JOHN CROWTHER, DEPUTY COMMISSIONER, DEPARTMENT OF NATURAL
RESOURCES, introduced himself. He relayed that the
department had a significant amount of positive information
to share.
TRAVIS PELTIER, PETROLEUM RESERVOIR ENGINEER, RESOURCE
EVALUATION SECTION, DIVISION OF OIL AND GAS, DEPARTMENT OF
NATURAL RESOURCES, provided a PowerPoint presentation
titled "Fall 2024 Oil Production Forecast," dated January
22, 2025 (copy on file). He shared that he joined the
department three years ago and had been working on the oil
production forecast since that time. He detailed that the
presentation would address Alaska's oil production forecast
for the next decade in addition to how the forecast did in
the fall of 2023 with respect to 2024.
Mr. Peltier began on slide 2 showing a reference list of
acronyms. He noted the appendix included two additional
slides including a table showing royalty by different
property types and a map of units across federal, state,
and joint properties showing the difference in royalties.
He did not intend to cover the appendix slides during the
presentation.

_Data segment_
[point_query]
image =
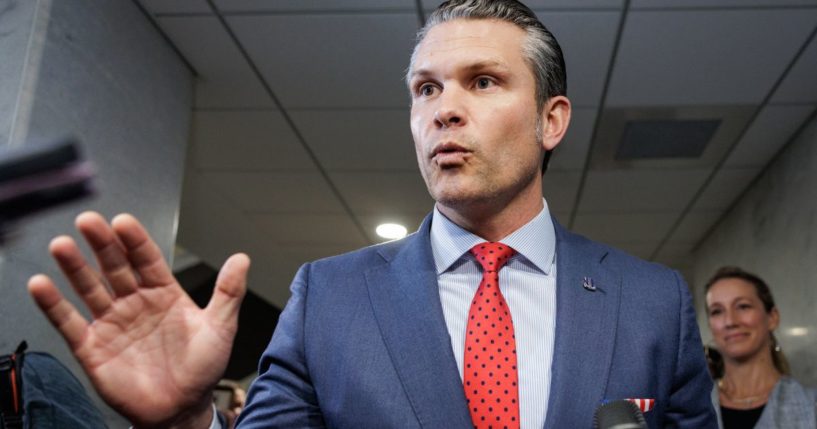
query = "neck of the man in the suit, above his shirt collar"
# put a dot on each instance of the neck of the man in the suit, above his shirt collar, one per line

_How to complete this task_
From the oil production forecast excerpt, return everything from "JOHN CROWTHER, DEPUTY" down to "respect to 2024.", copied word for word.

_Written solution_
JOHN CROWTHER, DEPUTY COMMISSIONER, DEPARTMENT OF NATURAL
RESOURCES, introduced himself. He relayed that the
department had a significant amount of positive information
to share.
TRAVIS PELTIER, PETROLEUM RESERVOIR ENGINEER, RESOURCE
EVALUATION SECTION, DIVISION OF OIL AND GAS, DEPARTMENT OF
NATURAL RESOURCES, provided a PowerPoint presentation
titled "Fall 2024 Oil Production Forecast," dated January
22, 2025 (copy on file). He shared that he joined the
department three years ago and had been working on the oil
production forecast since that time. He detailed that the
presentation would address Alaska's oil production forecast
for the next decade in addition to how the forecast did in
the fall of 2023 with respect to 2024.